#### Given problem a
From the listing below, pick out every line that holds the string "building" and copy each of those lines.

═══ Text passage

I know of companies that hire a couple (=2) Singaporean workers (1 receptionist and 1 finance admin) and have an office of 20 people who are all foreigners from Europe, China and India (majority). They operate in the engineering services sector, don't make much money, are here only for the low tax rate, and pay about 3-5k for most of the jobs they employ (supposedly design engineers). They have special exemptions from MOM on employment quota on the basis that the skillsets required cannot be found here in Singapore, and they have supposedly based their "regional HQ" here in Singapore. Of course they hire the token locals, to maintain a resemblance of representation. Question : please tell me why (or how how how) are these companies allowed to operate here in Singapore to start with? Is Singapore a charity, to allow such setups to be based here?

The capitalist economic system is not the end all be all - Adam Smith in himself in his work the Wealth of Nations warned of the dangers of relying completely on the invisible hand to drive end results. Yet people choose most of the time to highlight only the slogans of how having profit motive is a force for good.

══════
═══ Data records

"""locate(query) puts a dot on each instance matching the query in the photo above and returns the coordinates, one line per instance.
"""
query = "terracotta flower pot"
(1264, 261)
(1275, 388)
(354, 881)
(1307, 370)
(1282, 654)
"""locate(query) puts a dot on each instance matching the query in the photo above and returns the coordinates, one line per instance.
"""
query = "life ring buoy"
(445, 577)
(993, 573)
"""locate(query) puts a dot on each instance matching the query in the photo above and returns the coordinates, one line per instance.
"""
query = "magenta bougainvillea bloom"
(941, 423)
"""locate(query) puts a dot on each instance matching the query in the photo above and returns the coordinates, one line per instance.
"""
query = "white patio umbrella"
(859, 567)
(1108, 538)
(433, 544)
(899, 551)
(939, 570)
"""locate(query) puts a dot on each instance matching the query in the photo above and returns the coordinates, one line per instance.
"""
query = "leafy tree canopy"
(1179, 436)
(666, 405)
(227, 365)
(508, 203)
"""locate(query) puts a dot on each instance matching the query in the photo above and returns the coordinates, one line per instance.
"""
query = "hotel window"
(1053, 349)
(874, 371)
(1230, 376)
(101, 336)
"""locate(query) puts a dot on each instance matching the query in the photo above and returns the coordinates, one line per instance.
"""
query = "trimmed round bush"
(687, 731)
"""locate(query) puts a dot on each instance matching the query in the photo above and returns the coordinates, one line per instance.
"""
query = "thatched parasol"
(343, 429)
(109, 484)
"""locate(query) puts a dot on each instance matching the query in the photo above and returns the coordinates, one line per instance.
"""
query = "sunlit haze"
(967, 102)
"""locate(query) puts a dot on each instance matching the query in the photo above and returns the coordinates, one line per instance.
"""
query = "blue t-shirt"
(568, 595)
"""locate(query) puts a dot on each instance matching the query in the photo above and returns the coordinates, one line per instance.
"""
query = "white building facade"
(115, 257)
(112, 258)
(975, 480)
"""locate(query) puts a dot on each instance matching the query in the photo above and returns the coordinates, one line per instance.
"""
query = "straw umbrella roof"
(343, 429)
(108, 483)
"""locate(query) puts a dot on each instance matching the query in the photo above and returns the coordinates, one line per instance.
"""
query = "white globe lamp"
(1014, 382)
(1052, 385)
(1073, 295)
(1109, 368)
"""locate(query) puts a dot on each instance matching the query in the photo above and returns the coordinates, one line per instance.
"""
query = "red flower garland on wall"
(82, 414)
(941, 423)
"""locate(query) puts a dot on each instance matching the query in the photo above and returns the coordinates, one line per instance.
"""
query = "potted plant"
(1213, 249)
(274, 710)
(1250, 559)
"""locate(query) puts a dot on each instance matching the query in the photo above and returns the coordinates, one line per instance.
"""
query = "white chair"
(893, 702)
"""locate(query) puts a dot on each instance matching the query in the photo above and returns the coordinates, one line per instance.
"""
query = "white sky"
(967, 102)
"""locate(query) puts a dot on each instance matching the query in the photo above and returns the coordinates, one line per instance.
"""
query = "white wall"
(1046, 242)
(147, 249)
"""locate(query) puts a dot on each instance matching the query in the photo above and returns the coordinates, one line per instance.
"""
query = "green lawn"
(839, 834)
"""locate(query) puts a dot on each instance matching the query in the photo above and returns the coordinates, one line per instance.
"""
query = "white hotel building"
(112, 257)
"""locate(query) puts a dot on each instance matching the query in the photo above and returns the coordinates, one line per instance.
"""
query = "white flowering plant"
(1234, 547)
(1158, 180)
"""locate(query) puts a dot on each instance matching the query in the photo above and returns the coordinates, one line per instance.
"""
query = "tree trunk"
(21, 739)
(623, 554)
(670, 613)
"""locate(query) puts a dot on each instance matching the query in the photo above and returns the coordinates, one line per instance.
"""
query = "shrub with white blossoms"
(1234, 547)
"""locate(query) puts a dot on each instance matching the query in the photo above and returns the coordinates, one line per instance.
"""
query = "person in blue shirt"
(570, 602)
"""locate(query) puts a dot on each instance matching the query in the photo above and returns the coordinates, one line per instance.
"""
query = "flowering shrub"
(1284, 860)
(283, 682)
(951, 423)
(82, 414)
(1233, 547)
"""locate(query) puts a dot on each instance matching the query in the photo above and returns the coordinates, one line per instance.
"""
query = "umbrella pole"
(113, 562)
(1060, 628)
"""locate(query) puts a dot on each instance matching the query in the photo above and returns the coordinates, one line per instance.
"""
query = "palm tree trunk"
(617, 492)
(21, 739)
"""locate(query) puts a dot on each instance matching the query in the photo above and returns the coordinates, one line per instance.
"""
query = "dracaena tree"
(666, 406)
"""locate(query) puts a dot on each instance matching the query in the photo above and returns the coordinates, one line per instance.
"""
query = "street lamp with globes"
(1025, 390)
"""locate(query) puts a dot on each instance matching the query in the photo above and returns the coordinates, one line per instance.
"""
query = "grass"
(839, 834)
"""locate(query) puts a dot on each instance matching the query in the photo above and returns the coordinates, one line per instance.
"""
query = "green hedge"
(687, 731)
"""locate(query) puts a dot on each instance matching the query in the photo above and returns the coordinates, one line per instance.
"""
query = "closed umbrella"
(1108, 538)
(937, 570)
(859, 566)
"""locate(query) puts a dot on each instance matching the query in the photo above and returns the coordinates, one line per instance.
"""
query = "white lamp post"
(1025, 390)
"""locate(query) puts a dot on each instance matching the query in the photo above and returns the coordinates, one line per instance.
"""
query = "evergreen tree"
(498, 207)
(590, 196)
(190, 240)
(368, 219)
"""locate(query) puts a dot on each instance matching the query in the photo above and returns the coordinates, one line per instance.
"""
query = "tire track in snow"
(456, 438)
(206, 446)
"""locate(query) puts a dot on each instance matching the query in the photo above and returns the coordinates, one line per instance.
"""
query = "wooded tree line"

══════

#### Given problem b
Repeat the passage from the post about foreign hiring in Singapore, starting at "I know of companies" and ending at "be based here?".

#### Written reply a
query = "white building facade"
query = "white hotel building"

#### Written reply b
I know of companies that hire a couple (=2) Singaporean workers (1 receptionist and 1 finance admin) and have an office of 20 people who are all foreigners from Europe, China and India (majority). They operate in the engineering services sector, don't make much money, are here only for the low tax rate, and pay about 3-5k for most of the jobs they employ (supposedly design engineers). They have special exemptions from MOM on employment quota on the basis that the skillsets required cannot be found here in Singapore, and they have supposedly based their "regional HQ" here in Singapore. Of course they hire the token locals, to maintain a resemblance of representation. Question : please tell me why (or how how how) are these companies allowed to operate here in Singapore to start with? Is Singapore a charity, to allow such setups to be based here?